[Opening TEXT SEGMENT section]

Take the time to read our guide links below. You will find them hopefully very helpful; and something you can come back to.
They also contain resources, including contact for pet bereavement - and that includes looking after a terminally ill pet. Being able to talk about your feelings to somebody who understands and who can give them a contructive direction rather than a self-destructive one is the best you can do for yourself. You do not have to fight this fight and face this loss all alone. All our forum members who have made use of these services in their own unconsolable grief or desperation have come back with a positive feedback that they were feeling better in themselves. Not right, but definitely better.
A Practical and Sensitive Guide to Dying, Terminal Illness and Euthanasia in Guinea Pigs
Human Bereavement: Grieving, Coping and Support Links for Guinea Pig Owners and Their Children
Enrichment Ideas for Guinea Pigs
If is any consolation to you, I have just lost two not very old piggies just over two weeks apart very unexpectedly this year. Neither death was preventable; they happened out of the blue. I have to keep telling myself that.
PS: I lost my Llewelyn, my Tribe founding patriarch, to a deep-seated abdominal tumour that had already spread into the gut by the time it was diagnosed. It wasn't easy for me at all because it brought back many memories of my dad's battle with cancer, especially in the later stages. But I also found that it had helped me in some way to come to terms more with my dad's cancer afterwards. Llewelyn lived out his life with his then ten wives who were looking out for him until his time had come; so I think I have done right by him and have given him the happiest of boar lives!

[Closing TEXT SEGMENT section]
[Opening ENTRIES SHOWN section]

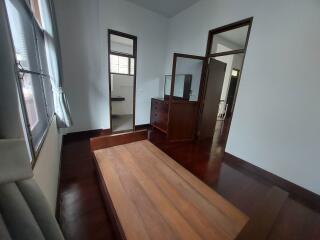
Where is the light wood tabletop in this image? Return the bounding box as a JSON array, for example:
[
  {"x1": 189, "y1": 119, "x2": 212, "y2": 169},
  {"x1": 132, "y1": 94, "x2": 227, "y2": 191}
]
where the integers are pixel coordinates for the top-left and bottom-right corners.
[{"x1": 94, "y1": 140, "x2": 248, "y2": 240}]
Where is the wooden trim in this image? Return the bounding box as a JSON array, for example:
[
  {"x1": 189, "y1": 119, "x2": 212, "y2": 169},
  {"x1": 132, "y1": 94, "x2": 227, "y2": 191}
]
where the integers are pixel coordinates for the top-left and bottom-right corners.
[
  {"x1": 135, "y1": 123, "x2": 151, "y2": 130},
  {"x1": 90, "y1": 130, "x2": 148, "y2": 151},
  {"x1": 223, "y1": 152, "x2": 320, "y2": 211},
  {"x1": 110, "y1": 49, "x2": 134, "y2": 58},
  {"x1": 236, "y1": 187, "x2": 289, "y2": 240},
  {"x1": 108, "y1": 29, "x2": 138, "y2": 132},
  {"x1": 208, "y1": 49, "x2": 245, "y2": 58},
  {"x1": 174, "y1": 53, "x2": 205, "y2": 60},
  {"x1": 197, "y1": 17, "x2": 253, "y2": 141},
  {"x1": 209, "y1": 17, "x2": 253, "y2": 35}
]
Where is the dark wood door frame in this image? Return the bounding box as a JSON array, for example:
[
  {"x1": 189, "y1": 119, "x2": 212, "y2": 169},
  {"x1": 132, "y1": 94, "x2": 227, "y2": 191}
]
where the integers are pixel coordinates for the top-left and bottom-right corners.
[
  {"x1": 108, "y1": 29, "x2": 138, "y2": 132},
  {"x1": 197, "y1": 17, "x2": 253, "y2": 140}
]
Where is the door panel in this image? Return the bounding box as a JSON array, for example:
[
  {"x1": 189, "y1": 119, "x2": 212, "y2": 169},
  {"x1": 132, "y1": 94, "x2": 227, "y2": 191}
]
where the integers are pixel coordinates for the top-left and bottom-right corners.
[{"x1": 199, "y1": 59, "x2": 227, "y2": 139}]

[Closing ENTRIES SHOWN section]

● TASK SET:
1. List the titles of the guides named in the post about losing guinea pigs.
2. Please retype the part of the post about losing guinea pigs that opens with the words containing "A Practical and" and closes with "telling myself that.".
The entries have no connection to the post about losing guinea pigs.

● RESULTS FOR EACH TASK:
1.
A Practical and Sensitive Guide to Dying, Terminal Illness and Euthanasia in Guinea Pigs
Human Bereavement: Grieving, Coping and Support Links for Guinea Pig Owners and Their Children
Enrichment Ideas for Guinea Pigs

2.
A Practical and Sensitive Guide to Dying, Terminal Illness and Euthanasia in Guinea Pigs
Human Bereavement: Grieving, Coping and Support Links for Guinea Pig Owners and Their Children
Enrichment Ideas for Guinea Pigs
If is any consolation to you, I have just lost two not very old piggies just over two weeks apart very unexpectedly this year. Neither death was preventable; they happened out of the blue. I have to keep telling myself that.